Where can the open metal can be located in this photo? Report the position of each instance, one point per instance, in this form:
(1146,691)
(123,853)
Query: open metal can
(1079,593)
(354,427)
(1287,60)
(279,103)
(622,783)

----

# Stated goal
Rewrite the rows above, swapping every "metal can" for "tin can" and leaving the rest untouched.

# Exercise response
Where can the open tin can be located in this photo? Report the position of each instance, one point per instance, in this form:
(1146,691)
(123,853)
Query: open tin can
(1079,593)
(354,427)
(1287,60)
(279,103)
(622,783)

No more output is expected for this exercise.